• **TRECHO DE TEXTO**:
● ● ● ● ● ● ●
Técnica secular garantia a conservação do leite quando a refrigeração ainda não tinha sido inventada
Antes da invenção da geladeira, alguns povos da Rússia e da Finlândia tinham o hábito de colocar um sapo dentro do recipiente de armazenamento do leite. Essa prática perdurou até metade do século XX em algumas áreas rurais, mas ninguém sabia explicar o porquê dessa prática; só sabiam que dava certo.
Agora, a ciência explica que as peles de algumas espécies de sapos e rãs produzem peptídeos antibióticos. Esses peptídeos impedem que o leite azede sem a refrigeração e, ao serem ingeridos junto com leite pelo ser humano, protegem o organismo da pessoa de ser infeccionado pelas bactérias que ainda estão ali presentes no líquido.
● ● ● ● ● ● ●
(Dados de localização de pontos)
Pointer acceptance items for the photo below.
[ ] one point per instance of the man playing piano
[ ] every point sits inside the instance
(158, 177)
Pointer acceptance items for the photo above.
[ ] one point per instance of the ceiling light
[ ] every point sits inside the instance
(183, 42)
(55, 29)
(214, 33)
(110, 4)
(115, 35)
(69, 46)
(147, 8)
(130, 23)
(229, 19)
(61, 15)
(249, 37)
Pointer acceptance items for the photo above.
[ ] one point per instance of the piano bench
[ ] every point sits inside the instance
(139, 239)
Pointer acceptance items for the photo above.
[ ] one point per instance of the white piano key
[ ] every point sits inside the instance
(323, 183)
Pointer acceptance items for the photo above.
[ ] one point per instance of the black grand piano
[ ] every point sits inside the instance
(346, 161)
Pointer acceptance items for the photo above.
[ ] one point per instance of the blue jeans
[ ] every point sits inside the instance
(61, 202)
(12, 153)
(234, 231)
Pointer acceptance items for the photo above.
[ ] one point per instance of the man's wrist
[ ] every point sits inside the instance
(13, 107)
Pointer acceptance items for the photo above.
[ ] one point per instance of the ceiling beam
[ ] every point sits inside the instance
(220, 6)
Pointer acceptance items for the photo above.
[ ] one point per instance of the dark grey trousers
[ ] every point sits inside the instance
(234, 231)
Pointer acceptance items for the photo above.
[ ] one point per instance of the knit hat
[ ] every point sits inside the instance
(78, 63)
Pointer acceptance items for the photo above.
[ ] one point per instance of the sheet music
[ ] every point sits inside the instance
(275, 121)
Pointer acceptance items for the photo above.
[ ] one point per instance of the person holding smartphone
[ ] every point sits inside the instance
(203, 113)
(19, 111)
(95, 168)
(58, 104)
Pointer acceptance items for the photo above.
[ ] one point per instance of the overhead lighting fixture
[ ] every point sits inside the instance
● ● ● ● ● ● ●
• **TAREFA**: Continue o texto sobre o sapo no leite a partir da última frase apresentada.

• **RESPOSTA DA TAREFA**:
Em 2010, pesquisadores dos Emirados Árabes Unidos relataram, em publicação científica, a descoberta de mais de 100 substâncias antibióticas nas peles de sapos e rãs de todo mundo. Elas os protegem contra as bactérias dos habitats úmidos, local onde vivem. Dentre elas, foi descoberta uma substância que poderia ser usada no combate de uma superbactéria chamada “iraqibacter”. Essa infecção tem sido resistente a drogas e é conhecida por afetar os soldados feridos no Iraque. A doença pode ser combatida com um composto encontrado na pele de um sapo nativo da América do Norte. “Pele de rã é uma excelente fonte potencial de tais agentes antibióticos”, disse o principal autor da pesquisa, Michael Conlon, em um comunicado sobre o estudo. “Eles têm uma evolução de 300 milhões anos, então tiveram muito tempo para aprenderem a se defender contra os micróbios causadores de doenças no ambiente. Seu próprio ambiente inclui águas poluídas, local no qual fortes defesas contra patógenos são uma obrigação.”
A espécie Rana temporaria, que habita a região da Eurásia, no hemisfério norte, até o círculo polar Ártico, tem sido pesquisada pela Universidade de Moscou por ter sido a espécie mais comumente utilizada para a conservação do leite. Eles identificaram 97 antibióticos a partir dela, inclusive contra a Salmonella e o Staphylococcus.
Outras espécies de anfíbios também podem atrasar a deterioração do leite, mas isolar esses peptídeos para fazer medicamentos é um pouco mais complicado. Os sapos e rãs também contém substâncias tóxicas para os humanos e os cientistas ainda não conseguiram isolar a fórmula molecular correta.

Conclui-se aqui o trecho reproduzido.